* Task
Copy out the whole listing below, changing "endpoint" to "service" everywhere it appears and leaving everything else as it is. Leave out the pictures.

— start —

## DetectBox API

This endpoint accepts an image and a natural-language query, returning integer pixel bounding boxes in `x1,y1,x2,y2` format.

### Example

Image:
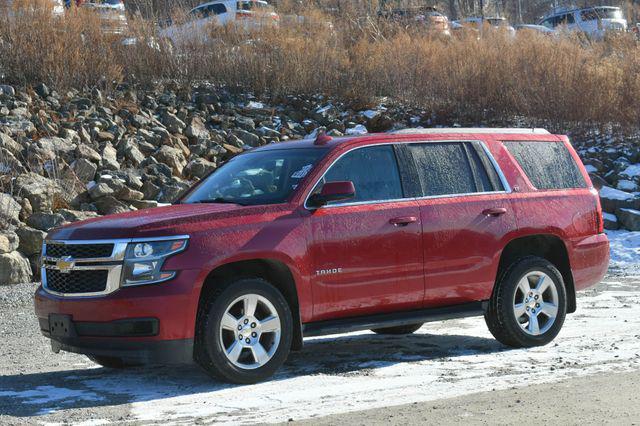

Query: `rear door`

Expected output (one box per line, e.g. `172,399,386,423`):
403,141,516,307
309,145,424,320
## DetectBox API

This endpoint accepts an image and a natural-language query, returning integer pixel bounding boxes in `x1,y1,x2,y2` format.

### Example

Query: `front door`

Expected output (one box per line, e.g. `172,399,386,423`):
310,145,424,321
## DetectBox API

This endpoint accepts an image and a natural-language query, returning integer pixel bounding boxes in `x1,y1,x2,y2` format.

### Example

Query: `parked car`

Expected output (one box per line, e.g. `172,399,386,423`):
514,24,557,36
160,0,280,44
378,7,451,36
35,129,609,383
0,0,64,16
456,17,516,36
540,6,627,39
80,0,129,34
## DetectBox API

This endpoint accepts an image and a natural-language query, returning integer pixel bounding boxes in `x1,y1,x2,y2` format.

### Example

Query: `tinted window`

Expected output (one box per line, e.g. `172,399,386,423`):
504,142,586,189
314,145,402,202
408,142,503,196
182,148,326,205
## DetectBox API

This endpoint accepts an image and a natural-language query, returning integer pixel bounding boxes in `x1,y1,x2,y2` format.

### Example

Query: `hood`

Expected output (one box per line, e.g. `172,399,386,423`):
47,204,248,240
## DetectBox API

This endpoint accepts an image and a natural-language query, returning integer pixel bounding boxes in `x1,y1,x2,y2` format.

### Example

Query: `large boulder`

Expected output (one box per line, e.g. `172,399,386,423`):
233,129,260,148
71,158,98,183
14,173,62,212
185,116,209,139
0,251,33,284
616,209,640,231
600,186,640,213
184,158,216,179
27,212,65,231
162,113,187,133
0,193,22,225
155,145,187,176
0,132,22,155
0,231,19,254
16,226,47,256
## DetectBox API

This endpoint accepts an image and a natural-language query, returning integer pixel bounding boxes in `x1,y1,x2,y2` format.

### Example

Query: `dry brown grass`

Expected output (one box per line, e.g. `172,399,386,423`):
0,1,640,127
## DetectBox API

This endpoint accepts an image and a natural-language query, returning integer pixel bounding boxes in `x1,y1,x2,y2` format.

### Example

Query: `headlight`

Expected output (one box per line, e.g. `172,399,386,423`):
122,239,188,287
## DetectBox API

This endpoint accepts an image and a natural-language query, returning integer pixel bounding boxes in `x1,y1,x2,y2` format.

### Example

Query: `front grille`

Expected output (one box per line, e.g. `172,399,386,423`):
46,269,109,294
45,243,113,259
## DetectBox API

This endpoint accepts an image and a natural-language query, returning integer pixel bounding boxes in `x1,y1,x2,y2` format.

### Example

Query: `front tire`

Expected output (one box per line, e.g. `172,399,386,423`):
196,278,293,384
485,256,567,348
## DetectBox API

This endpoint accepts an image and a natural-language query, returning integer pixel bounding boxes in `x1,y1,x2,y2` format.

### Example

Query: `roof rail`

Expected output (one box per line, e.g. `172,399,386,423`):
392,127,549,135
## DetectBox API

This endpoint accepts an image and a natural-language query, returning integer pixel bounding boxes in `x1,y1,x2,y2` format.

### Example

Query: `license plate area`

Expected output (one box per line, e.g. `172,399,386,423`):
49,314,76,337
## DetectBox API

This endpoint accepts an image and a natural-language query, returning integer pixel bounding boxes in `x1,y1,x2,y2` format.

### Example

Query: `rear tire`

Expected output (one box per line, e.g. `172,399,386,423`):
484,256,567,348
371,322,424,335
196,278,293,384
87,355,142,370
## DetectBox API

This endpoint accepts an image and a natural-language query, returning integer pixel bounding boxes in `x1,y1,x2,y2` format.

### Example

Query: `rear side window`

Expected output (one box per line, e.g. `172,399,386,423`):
504,142,587,189
314,145,402,203
408,142,504,196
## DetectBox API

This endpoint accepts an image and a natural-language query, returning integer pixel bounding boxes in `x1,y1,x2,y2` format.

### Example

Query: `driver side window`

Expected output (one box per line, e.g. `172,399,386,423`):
313,145,403,203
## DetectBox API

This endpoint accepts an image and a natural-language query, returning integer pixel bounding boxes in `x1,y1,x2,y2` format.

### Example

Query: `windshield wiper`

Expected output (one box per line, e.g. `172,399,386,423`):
193,197,247,206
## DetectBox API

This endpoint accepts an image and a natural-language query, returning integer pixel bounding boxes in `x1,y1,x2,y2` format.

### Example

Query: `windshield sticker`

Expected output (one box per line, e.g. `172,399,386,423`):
291,164,313,179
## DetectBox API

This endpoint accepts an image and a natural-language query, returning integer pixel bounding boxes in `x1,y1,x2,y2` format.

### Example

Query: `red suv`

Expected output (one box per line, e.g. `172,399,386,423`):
35,129,609,383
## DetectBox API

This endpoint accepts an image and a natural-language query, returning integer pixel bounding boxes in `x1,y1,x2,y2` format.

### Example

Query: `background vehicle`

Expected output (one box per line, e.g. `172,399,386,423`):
35,129,609,383
539,6,627,39
0,0,64,16
81,0,128,34
159,0,280,44
378,7,451,36
456,17,516,36
514,24,556,36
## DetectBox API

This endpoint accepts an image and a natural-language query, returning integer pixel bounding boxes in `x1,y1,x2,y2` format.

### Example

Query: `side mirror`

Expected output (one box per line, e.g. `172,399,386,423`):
309,181,356,207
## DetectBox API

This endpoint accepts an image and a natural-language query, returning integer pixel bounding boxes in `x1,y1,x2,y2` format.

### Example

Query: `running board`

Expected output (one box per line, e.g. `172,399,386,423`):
302,301,489,337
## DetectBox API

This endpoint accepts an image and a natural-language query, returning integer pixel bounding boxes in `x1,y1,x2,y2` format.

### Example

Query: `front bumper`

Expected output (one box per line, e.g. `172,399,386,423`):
34,270,200,363
39,314,193,364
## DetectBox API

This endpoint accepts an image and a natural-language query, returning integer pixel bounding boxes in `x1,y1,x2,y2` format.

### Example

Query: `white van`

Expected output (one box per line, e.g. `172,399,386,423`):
540,6,627,39
160,0,280,45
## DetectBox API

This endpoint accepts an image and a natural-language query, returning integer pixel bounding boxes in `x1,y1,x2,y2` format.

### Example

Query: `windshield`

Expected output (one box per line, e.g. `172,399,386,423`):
580,7,624,21
487,18,509,27
238,1,273,12
181,148,327,205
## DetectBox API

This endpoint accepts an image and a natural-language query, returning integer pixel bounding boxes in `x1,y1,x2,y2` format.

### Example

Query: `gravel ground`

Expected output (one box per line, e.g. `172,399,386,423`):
0,270,640,425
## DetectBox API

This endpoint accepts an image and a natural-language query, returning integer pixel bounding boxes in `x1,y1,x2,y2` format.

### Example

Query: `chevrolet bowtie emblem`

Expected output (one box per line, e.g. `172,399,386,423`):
56,257,76,274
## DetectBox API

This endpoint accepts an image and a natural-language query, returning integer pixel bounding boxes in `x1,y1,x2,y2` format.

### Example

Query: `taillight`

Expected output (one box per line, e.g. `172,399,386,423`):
592,189,604,234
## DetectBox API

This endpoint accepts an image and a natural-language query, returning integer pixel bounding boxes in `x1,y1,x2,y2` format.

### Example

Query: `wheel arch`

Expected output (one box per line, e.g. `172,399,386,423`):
196,258,302,350
496,234,576,313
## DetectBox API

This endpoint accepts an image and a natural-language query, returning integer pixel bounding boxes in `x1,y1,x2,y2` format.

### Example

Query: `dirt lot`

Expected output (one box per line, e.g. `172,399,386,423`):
0,271,640,425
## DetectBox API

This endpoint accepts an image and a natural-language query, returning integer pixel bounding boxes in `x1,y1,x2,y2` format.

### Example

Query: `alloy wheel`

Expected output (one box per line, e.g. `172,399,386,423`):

— end —

* Full answer
## DetectBox API

This service accepts an image and a natural-language query, returning integer pixel bounding boxes in `x1,y1,x2,y2` format.

### Example

Image:

Query: `rear door`

Expected output (one box per line, e.g. `172,399,386,423`):
403,141,516,307
309,145,424,320
## DetectBox API

This service accepts an image and a natural-language query, returning integer pixel bounding boxes in `x1,y1,x2,y2` format.

### Example

Query: `front door`

Expected output (one box per line, e.g. `172,399,386,423`):
310,145,424,321
## DetectBox API

This service accepts an image and a natural-language query, returning integer pixel bounding boxes in `x1,y1,x2,y2` format.

### Example

Query: `parked car`

Expected output (one box per line, e.g. `172,399,386,423`):
514,24,557,36
160,0,280,44
378,7,451,36
35,129,609,383
0,0,64,16
456,17,516,36
540,6,627,39
80,0,129,34
## DetectBox API

This service accepts an image and a natural-language query, returning integer pixel bounding boxes in `x1,y1,x2,y2` format.

### Example

Query: `tinted window`

Expected output (one box per line, e.g. `172,399,386,423`):
504,142,586,189
314,145,402,202
408,142,503,196
182,148,326,205
## DetectBox API

This service accepts an image and a natural-language query, returning integer pixel bounding boxes in `x1,y1,x2,y2` format.

### Example

Query: `hood`

Expected output (one box per line, e.g. `172,399,386,423`):
47,204,248,240
## DetectBox API

This service accepts an image and a natural-language query, returning integer pixel bounding boxes in `x1,y1,x2,y2` format.

### Example

Query: `large boulder`

Expected output (one box per line, e.g. `172,399,386,423`):
233,129,260,148
71,158,98,183
14,173,62,212
185,116,209,139
0,251,33,284
616,209,640,231
600,186,640,213
184,158,216,179
27,212,65,231
162,113,187,133
0,193,22,225
155,145,187,176
0,132,22,155
0,231,19,254
16,226,47,256
## DetectBox API

This service accepts an image and a natural-language query, returning integer pixel bounding boxes in `x1,y1,x2,y2` format.

### Example

Query: `dry brown grass`

Expected output (one box per line, e.g. `172,399,386,423`):
0,1,640,127
## DetectBox API

This service accepts an image and a natural-language query, returning integer pixel bounding boxes in `x1,y1,x2,y2` format.

### Example

Query: `headlight`

Expected output (one box per line, e.g. `172,399,386,423`):
122,239,188,287
## DetectBox API

This service accepts an image and a natural-language query, returning integer pixel bounding boxes in `x1,y1,x2,y2` format.

### Example

Query: `front grille`

Expected output (one box per line, e.g. `172,399,386,423`):
46,269,109,294
45,243,113,259
## DetectBox API

This service accepts an image and a natural-language query, returning integer pixel bounding boxes in `x1,y1,x2,y2` format.

### Example

Query: `front tire`

Expected output (one box per line, e.g. `172,399,386,423`):
196,278,293,384
485,256,567,348
## DetectBox API

This service accepts an image and a natural-language query, returning integer pixel bounding boxes in `x1,y1,x2,y2` format.

### Example

Query: `roof rail`

Expected output (one box per line, e.g. `172,399,386,423`):
392,127,549,135
## DetectBox API

This service accepts an image and a natural-language query, returning integer pixel bounding boxes in `x1,y1,x2,y2` format.

### Example

Query: `license plate area`

Expected output (one box per line, e.g. `172,399,386,423`):
49,314,76,337
## DetectBox API

This service accepts an image and a natural-language query, returning integer pixel bounding boxes in `x1,y1,x2,y2` format.

### Example

Query: `rear tire`

Expected output (one box per line, e.g. `172,399,386,423`):
484,256,567,348
371,322,424,335
196,278,293,384
87,355,142,370
## DetectBox API

This service accepts an image and a natural-language query, returning integer pixel bounding boxes in `x1,y1,x2,y2` format.

### Example

Query: `rear side window`

Expected output (one box per line, e.g. `172,399,386,423`):
504,142,587,189
314,145,402,203
408,142,504,196
## DetectBox API

This service accepts an image and a natural-language query, returning integer pixel bounding boxes in `x1,y1,x2,y2` format.

### Example

Query: `driver side window`

Expected output (one box per line, e.g. `172,399,386,423`):
313,145,403,203
## DetectBox API

This service accepts an image and a natural-language query, returning integer pixel bounding boxes in `x1,y1,x2,y2` format.

### Example

Query: `windshield wiper`

Expected output (one box per line, e.g. `172,399,386,423`):
193,197,247,206
## DetectBox API

This service accepts an image and a natural-language query, returning integer pixel bounding boxes in `x1,y1,x2,y2` format.

### Example

Query: `windshield sticker`

Expected output (one box per line, e.g. `172,399,386,423`):
291,164,313,179
## DetectBox API

This service accepts an image and a natural-language query, returning integer pixel bounding boxes in `x1,y1,x2,y2` format.

### Example

Query: `red suv`

Expected output (one box per line, e.g. `172,399,386,423`):
35,129,609,383
## DetectBox API

This service accepts an image and a natural-language query, returning integer pixel bounding boxes in `x1,y1,x2,y2` format.

### Example

Query: `background vehicle`

Expected output (one box per line, e.g. `172,399,386,423`):
35,129,609,383
539,6,627,39
0,0,64,16
81,0,128,34
159,0,280,44
378,7,451,36
456,17,516,36
514,24,556,36
## DetectBox API

This service accepts an image and a natural-language query, returning integer pixel bounding boxes in `x1,y1,x2,y2` format.

### Example

Query: `side mirror`

Expected output (one box per line, e.g. `172,399,386,423`):
309,181,356,207
## DetectBox API

This service accepts an image and a natural-language query, returning integer pixel bounding boxes in `x1,y1,x2,y2` format.

### Example

Query: `running board`

Expected output (one box per line, e.g. `172,399,386,423`):
302,301,489,337
## DetectBox API

This service accepts an image and a natural-language query, returning integer pixel bounding boxes in `x1,y1,x2,y2` format.

### Example

Query: `front bumper`

Expected output (one box per line, e.g. `172,399,386,423`):
34,270,200,363
39,314,193,364
## DetectBox API

This service accepts an image and a natural-language query, returning integer pixel bounding boxes in `x1,y1,x2,y2` format.

### Example

Query: `white van`

Expected output (one box per line, e.g. `172,399,386,423`):
540,6,627,39
160,0,280,45
## DetectBox API

This service accepts an image and a natural-language query, returning integer pixel bounding boxes in `x1,y1,x2,y2` format.

### Example

Query: `windshield`

Expected output (one box per line, e.g. `172,399,386,423`):
580,7,624,21
487,18,509,27
238,1,273,12
181,148,327,205
## DetectBox API

This service accepts an image and a natural-language query, returning integer pixel bounding boxes in `x1,y1,x2,y2` format.

### Example

Query: `gravel ground`

Expected output (one box per line, e.g. `172,399,386,423`):
0,270,640,425
## DetectBox API

This service accepts an image and a natural-language query, returning integer pixel bounding boxes in `x1,y1,x2,y2` format.

### Example

Query: `chevrolet bowtie emblem`

Expected output (one box per line, e.g. `172,399,386,423`):
56,257,76,274
## DetectBox API

This service accepts an image and a natural-language query, returning integer pixel bounding boxes in `x1,y1,x2,y2` format.

### Example

Query: `taillight`

Expected output (one box per line, e.g. `172,399,386,423`):
592,189,604,234
## DetectBox API

This service accepts an image and a natural-language query, returning integer pixel bounding boxes in `x1,y1,x2,y2` format.

### Example

Query: `wheel arch`

Expected output (one box per line, e.g. `172,399,386,423`):
196,258,302,350
496,234,576,313
## DetectBox API

This service accepts an image and a natural-language query, returning integer pixel bounding boxes in `x1,y1,x2,y2` format.

### Example

Query: `dirt lot`

Expected output (one box per line, e.g. `172,399,386,423`):
0,271,640,425
## DetectBox API

This service accepts an image and a natural-language query, returning integer pixel bounding boxes in `x1,y1,x2,y2` format.

### Example

Query: `alloy wheel`

Expected output (one box per line, e.g. `172,399,386,423`):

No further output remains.